▶ **What is needed**
The data follows. Retype every entry exactly.

=== Data provided ===

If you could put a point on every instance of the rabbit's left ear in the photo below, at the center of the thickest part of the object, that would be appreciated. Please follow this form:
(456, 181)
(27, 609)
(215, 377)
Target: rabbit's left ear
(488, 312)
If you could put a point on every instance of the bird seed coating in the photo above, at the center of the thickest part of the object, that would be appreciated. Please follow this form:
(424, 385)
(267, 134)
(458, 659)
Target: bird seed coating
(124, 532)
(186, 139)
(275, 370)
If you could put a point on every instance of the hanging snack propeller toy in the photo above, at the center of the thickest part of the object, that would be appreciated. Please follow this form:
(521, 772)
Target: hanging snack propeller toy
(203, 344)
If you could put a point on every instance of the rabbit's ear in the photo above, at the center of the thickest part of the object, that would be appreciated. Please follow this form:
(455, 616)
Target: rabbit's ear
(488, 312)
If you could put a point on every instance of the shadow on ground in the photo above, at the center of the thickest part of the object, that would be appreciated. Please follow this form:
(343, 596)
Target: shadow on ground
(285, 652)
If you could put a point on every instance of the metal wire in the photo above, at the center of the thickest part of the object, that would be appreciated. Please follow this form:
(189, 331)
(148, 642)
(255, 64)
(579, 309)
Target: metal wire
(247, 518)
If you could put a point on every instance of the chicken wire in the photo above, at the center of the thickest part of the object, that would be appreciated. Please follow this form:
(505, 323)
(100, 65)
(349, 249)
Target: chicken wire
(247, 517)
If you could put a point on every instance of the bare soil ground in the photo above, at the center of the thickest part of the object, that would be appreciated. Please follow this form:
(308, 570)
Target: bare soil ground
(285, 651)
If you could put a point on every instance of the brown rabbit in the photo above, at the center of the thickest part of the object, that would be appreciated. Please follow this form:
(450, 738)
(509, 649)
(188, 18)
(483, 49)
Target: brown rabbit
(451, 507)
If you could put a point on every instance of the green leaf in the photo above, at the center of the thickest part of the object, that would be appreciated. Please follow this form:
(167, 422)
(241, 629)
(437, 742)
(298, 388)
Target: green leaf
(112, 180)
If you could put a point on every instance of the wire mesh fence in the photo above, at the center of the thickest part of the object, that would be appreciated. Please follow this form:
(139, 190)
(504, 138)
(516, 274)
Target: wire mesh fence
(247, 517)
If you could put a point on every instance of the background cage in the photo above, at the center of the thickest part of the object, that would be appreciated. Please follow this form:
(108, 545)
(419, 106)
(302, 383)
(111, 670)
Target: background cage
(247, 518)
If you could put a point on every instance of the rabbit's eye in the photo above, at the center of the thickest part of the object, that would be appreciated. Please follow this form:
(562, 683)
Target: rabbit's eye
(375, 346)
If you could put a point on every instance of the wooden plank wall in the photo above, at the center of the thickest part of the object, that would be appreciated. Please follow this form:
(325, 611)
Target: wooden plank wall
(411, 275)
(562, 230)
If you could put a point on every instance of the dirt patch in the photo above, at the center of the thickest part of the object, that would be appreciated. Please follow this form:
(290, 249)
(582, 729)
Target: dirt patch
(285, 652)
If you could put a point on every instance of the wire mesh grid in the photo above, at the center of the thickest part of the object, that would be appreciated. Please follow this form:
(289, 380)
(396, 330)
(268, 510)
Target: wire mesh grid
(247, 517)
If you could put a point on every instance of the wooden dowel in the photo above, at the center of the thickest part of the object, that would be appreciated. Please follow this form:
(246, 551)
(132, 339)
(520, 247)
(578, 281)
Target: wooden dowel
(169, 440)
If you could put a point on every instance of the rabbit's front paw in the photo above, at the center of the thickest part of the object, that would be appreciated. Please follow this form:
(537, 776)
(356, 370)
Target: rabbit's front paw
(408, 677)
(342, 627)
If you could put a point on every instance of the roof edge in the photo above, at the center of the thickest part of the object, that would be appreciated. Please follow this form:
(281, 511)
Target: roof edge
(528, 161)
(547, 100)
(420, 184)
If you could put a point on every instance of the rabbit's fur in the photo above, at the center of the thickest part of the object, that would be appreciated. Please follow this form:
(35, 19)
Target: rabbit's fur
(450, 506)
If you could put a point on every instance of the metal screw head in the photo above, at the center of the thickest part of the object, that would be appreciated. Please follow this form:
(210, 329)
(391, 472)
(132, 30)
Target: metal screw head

===

▶ **Output of the task**
If you could put a point on every instance of the rabbit's left ear in the photo below, at the center of the thickest part of the object, that would be appreciated. Please follow this form:
(456, 181)
(27, 609)
(215, 377)
Target: rabbit's left ear
(488, 312)
If you could put a point on every instance of the bird seed coating in the photo above, at the center of the thickest part of the object, that would be appreciated. Please follow this form:
(424, 385)
(267, 134)
(458, 659)
Target: bird seed coating
(124, 532)
(186, 139)
(275, 370)
If you could put a point on every instance of the hanging snack propeller toy in the photo above, at the center of the thickest part of the object, that would be appreciated. Please follow this form:
(521, 772)
Target: hanging snack propeller toy
(203, 344)
If you could put a point on every instance of the rabbit's ear in the photo above, at the center of the thickest part of the object, that would be appreciated. Please follow this form:
(455, 616)
Target: rabbit's ear
(488, 312)
If you could put a point on every instance of the shadow on ground in the photo above, at the center of the thickest part of the object, that would be appreciated. Please follow this form:
(343, 596)
Target: shadow on ground
(285, 652)
If you could put a point on every instance of the metal wire in the photo above, at the center of the thickest part of the object, that would be appreciated. Please follow this form:
(189, 331)
(148, 642)
(255, 64)
(579, 309)
Target: metal wire
(247, 518)
If you could put a point on every instance of the chicken wire in the photo above, at the center of the thickest part of the object, that would be appreciated. Please follow this form:
(505, 323)
(100, 65)
(349, 249)
Target: chicken wire
(247, 517)
If you could put a point on every instance of the bare soil ground in the photo above, at the center of the thickest part of the object, that would be appreciated. Please follow this form:
(308, 570)
Target: bare soil ground
(285, 651)
If you could put a point on every instance of the brown rabbit in the photo above, at the center of the thickest part of the object, that would be appreciated. Please follow this form:
(450, 738)
(509, 649)
(188, 18)
(483, 49)
Target: brown rabbit
(451, 507)
If you could put a point on every instance of the green leaf in the photo above, at the center of the thickest part of the object, that would be appreciated. Please follow this form:
(167, 422)
(241, 629)
(437, 742)
(298, 388)
Target: green leaf
(112, 180)
If you could put a point on every instance of the wire mesh fence in the photo above, at the center of the thickest part of the object, that would be appreciated. Please follow this form:
(139, 190)
(504, 138)
(516, 274)
Target: wire mesh fence
(247, 517)
If you could put a point on every instance of the background cage in the photo above, at the center of the thickest part of the object, that would be appreciated. Please follow this form:
(108, 545)
(419, 106)
(302, 383)
(111, 670)
Target: background cage
(247, 518)
If you could put a point on every instance of the rabbit's eye in the photo above, at the center of the thickest part of the object, that would be appreciated. Please follow this form:
(562, 683)
Target: rabbit's eye
(375, 346)
If you could put a point on every instance of the wooden plank wall in the photo above, at the center of the thickest part of the object, that would be appreciated. Please follow this form:
(325, 611)
Target: wooden plank wall
(411, 275)
(562, 230)
If you could put a point on every instance of the dirt patch in the photo above, at the center of the thickest part of the object, that would be appreciated. Please follow this form:
(290, 249)
(582, 729)
Target: dirt patch
(285, 652)
If you could put a point on every instance of the wire mesh grid in the photo above, at the center of the thickest part of the object, that would be appreciated. Please follow this form:
(289, 380)
(396, 330)
(268, 510)
Target: wire mesh grid
(247, 517)
If you could put a point on every instance of the wooden dowel in the photo above, at the center of the thickest part of the object, that would be appreciated. Please follow this form:
(246, 551)
(132, 339)
(520, 247)
(578, 281)
Target: wooden dowel
(169, 440)
If you could put a point on every instance of the rabbit's front paw in the photo above, at the center of the thickest part of the object, that would be appreciated. Please follow this form:
(537, 776)
(356, 370)
Target: rabbit's front paw
(408, 677)
(342, 627)
If you could put a point on every instance of the roof edge in the photo above, at the center of the thickest part of the object, that would be appreciated. Please follow this form:
(281, 511)
Target: roof edge
(528, 161)
(547, 100)
(420, 184)
If you could put a point on every instance of the rabbit's fur in the photo above, at the center of the thickest part of the object, that would be appreciated. Please follow this form:
(35, 19)
Target: rabbit's fur
(450, 506)
If you could put a point on every instance of the metal screw head in the photo above, at the center of the thickest part of the object, that would be appreciated. Please follow this form:
(210, 329)
(391, 472)
(132, 30)
Target: metal screw head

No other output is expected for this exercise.